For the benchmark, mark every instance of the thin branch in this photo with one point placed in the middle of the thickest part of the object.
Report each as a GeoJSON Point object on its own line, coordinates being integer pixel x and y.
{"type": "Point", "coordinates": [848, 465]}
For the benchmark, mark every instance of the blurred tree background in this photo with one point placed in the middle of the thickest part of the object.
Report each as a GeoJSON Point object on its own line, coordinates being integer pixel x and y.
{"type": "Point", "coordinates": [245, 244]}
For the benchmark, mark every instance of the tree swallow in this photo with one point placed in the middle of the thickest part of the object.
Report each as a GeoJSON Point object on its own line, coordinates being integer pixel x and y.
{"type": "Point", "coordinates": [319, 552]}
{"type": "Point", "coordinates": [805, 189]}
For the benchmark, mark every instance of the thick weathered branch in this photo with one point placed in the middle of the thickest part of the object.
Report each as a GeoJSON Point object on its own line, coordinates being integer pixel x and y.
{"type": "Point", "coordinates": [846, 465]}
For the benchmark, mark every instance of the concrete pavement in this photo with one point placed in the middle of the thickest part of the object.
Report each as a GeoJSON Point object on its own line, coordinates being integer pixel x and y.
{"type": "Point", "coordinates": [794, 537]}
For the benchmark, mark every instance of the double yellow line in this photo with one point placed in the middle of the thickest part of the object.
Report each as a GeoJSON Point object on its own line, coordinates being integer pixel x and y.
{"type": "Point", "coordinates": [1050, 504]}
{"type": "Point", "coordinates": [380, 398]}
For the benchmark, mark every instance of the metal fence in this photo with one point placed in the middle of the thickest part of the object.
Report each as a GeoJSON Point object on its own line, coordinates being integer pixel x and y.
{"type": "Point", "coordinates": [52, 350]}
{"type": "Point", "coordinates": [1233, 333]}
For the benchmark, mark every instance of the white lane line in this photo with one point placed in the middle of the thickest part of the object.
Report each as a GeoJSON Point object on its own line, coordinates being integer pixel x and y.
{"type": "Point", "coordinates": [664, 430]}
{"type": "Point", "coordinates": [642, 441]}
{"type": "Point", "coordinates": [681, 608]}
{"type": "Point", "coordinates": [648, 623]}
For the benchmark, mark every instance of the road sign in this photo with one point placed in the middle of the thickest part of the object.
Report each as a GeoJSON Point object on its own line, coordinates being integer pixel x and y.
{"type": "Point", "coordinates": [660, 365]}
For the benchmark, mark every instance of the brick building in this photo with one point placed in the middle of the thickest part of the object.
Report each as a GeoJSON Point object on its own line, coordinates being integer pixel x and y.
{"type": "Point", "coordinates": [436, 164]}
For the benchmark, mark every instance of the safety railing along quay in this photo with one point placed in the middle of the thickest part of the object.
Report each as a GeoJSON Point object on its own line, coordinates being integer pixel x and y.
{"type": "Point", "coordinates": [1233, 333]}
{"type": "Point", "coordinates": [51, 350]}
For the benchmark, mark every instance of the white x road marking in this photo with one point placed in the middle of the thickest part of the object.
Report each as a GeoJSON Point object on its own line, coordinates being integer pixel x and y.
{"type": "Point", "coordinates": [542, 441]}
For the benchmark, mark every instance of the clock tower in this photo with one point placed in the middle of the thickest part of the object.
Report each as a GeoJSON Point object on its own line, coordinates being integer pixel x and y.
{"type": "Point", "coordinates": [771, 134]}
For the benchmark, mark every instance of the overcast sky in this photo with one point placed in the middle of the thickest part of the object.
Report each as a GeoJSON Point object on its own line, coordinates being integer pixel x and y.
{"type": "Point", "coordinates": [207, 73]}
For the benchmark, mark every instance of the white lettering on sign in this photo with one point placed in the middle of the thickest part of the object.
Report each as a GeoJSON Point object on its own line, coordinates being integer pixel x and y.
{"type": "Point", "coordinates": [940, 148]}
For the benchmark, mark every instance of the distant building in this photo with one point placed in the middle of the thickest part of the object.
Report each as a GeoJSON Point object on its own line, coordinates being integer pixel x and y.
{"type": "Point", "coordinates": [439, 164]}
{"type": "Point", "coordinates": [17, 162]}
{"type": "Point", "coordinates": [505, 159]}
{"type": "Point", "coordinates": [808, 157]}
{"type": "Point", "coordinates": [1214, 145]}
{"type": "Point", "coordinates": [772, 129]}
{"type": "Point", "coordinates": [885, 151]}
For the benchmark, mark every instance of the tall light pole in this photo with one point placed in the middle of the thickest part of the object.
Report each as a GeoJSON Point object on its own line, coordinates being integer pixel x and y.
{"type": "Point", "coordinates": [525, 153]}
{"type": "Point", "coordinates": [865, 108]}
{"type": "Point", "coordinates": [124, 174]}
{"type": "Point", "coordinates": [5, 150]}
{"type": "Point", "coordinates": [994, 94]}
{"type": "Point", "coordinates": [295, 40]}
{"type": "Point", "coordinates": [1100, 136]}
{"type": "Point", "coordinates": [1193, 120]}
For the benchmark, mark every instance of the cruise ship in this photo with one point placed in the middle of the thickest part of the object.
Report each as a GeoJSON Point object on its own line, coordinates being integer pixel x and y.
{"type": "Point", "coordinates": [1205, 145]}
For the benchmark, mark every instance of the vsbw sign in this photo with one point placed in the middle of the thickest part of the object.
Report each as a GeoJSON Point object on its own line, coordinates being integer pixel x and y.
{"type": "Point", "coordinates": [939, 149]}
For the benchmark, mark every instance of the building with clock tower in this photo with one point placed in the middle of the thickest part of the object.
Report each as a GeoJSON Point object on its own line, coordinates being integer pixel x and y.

SET TASK: Repeat the entries shown above, every one, word for word.

SOLUTION:
For the benchmark, mark every instance of the thin branch in this photo with one point placed in the middle of the thickest part of the object.
Report each as a GeoJSON Point object on its own line, coordinates being integer pixel x and y.
{"type": "Point", "coordinates": [848, 465]}
For the benchmark, mark every instance of the blurred tree background in this photo with one point placed in the middle of the thickest part of the object.
Report each as a GeoJSON Point object on its own line, coordinates being integer pixel x and y.
{"type": "Point", "coordinates": [245, 244]}
For the benchmark, mark every instance of the tree swallow in this photo with one point placed in the middle of the thickest part of the object.
Report each as a GeoJSON Point object on its own line, coordinates being integer pixel x and y.
{"type": "Point", "coordinates": [319, 552]}
{"type": "Point", "coordinates": [805, 189]}
For the benchmark, mark every instance of the thick weathered branch in this photo with one point placed in the middle of the thickest part of the object.
Report each as a GeoJSON Point object on its own line, coordinates being integer pixel x and y.
{"type": "Point", "coordinates": [846, 465]}
For the benchmark, mark every instance of the concrete pavement in this photo with one point placed in the middle of the thickest part of the object.
Report each as a GeoJSON Point object on its own line, coordinates being integer pixel x and y.
{"type": "Point", "coordinates": [794, 537]}
For the benchmark, mark every instance of the double yellow line in this photo with one point placed in the middle of the thickest part of the object.
Report each as a GeoJSON Point object on its own line, coordinates being integer pixel x and y.
{"type": "Point", "coordinates": [1050, 504]}
{"type": "Point", "coordinates": [380, 398]}
For the benchmark, mark every instance of the metal fence in this photo with one point placed in the middle of the thickest part of the object.
Report each as a GeoJSON Point object on its own line, coordinates being integer pixel x and y.
{"type": "Point", "coordinates": [52, 350]}
{"type": "Point", "coordinates": [1233, 333]}
For the benchmark, mark every instance of the white lane line in this photo with one point placed in the middle of the thickest part of the object.
Report each as a GeoJSON Point object on its own line, coordinates being integer pixel x and y.
{"type": "Point", "coordinates": [664, 430]}
{"type": "Point", "coordinates": [642, 441]}
{"type": "Point", "coordinates": [681, 608]}
{"type": "Point", "coordinates": [648, 623]}
For the benchmark, mark every instance of the road sign in this photo with one point placed in the middle of the thickest part of the object.
Report each as a GeoJSON Point object on its own line, coordinates being integer pixel x and y.
{"type": "Point", "coordinates": [660, 365]}
For the benchmark, mark every instance of the brick building in this photo with one point placed in the middle of the thickest part of the object.
Report each as a GeoJSON Point object on its own line, coordinates being integer pixel x and y.
{"type": "Point", "coordinates": [436, 164]}
For the benchmark, mark every instance of the safety railing along quay in this photo with one point placed in the middle of the thickest part of the object.
Report each as a GeoJSON Point object on its own line, coordinates being integer pixel x and y.
{"type": "Point", "coordinates": [1233, 333]}
{"type": "Point", "coordinates": [51, 350]}
For the benchmark, mark every instance of the white x road marking in this photo with one point placed in the middle of the thickest part of the object.
Report each as a GeoJSON Point object on its own line, coordinates being integer pixel x and y.
{"type": "Point", "coordinates": [542, 441]}
For the benchmark, mark every instance of the clock tower in this photo with one point placed in the middle of the thickest part of the object.
Report each as a GeoJSON Point object on its own line, coordinates being integer pixel x and y.
{"type": "Point", "coordinates": [771, 134]}
For the benchmark, mark every instance of the overcast sky in this photo with one point placed in the middle of the thickest part of the object.
Report each as a GeoJSON Point object on its own line, coordinates being integer pixel x and y.
{"type": "Point", "coordinates": [207, 73]}
For the benchmark, mark every instance of the white lettering on sign in this photo with one point placed in the middle of the thickest part of the object.
Report each as a GeoJSON Point object on its own line, coordinates being integer pixel x and y.
{"type": "Point", "coordinates": [940, 148]}
For the benchmark, mark every instance of the distant building in this photo with one point placed in the middle of the thickest part of the object.
Report each as a GeoJSON Point object on its own line, coordinates being integer pixel x and y.
{"type": "Point", "coordinates": [439, 164]}
{"type": "Point", "coordinates": [17, 162]}
{"type": "Point", "coordinates": [505, 159]}
{"type": "Point", "coordinates": [808, 157]}
{"type": "Point", "coordinates": [1214, 145]}
{"type": "Point", "coordinates": [772, 129]}
{"type": "Point", "coordinates": [885, 151]}
For the benchmark, mark every instance of the tall light pole in this photo with one point placed in the middle of the thickest part of the object.
Report each as a GeoJSON Point object on its own line, coordinates being integer pixel x and y.
{"type": "Point", "coordinates": [525, 153]}
{"type": "Point", "coordinates": [865, 108]}
{"type": "Point", "coordinates": [124, 174]}
{"type": "Point", "coordinates": [5, 150]}
{"type": "Point", "coordinates": [994, 94]}
{"type": "Point", "coordinates": [295, 40]}
{"type": "Point", "coordinates": [1100, 136]}
{"type": "Point", "coordinates": [1193, 120]}
For the benchmark, mark every instance of the cruise ship in this photo with one point placed in the middle of the thickest part of the object.
Report each as a GeoJSON Point object on its own line, coordinates being integer pixel x and y.
{"type": "Point", "coordinates": [1205, 145]}
For the benchmark, mark every instance of the vsbw sign in this photo with one point placed in the middle of the thickest part of the object.
Report each as a GeoJSON Point object on its own line, coordinates being integer pixel x and y.
{"type": "Point", "coordinates": [939, 149]}
For the benchmark, mark every instance of the building with clock tower in this photo with one point placed in the middle of the thickest part of the object.
Report each as a GeoJSON Point object on its own line, coordinates being integer pixel x and y.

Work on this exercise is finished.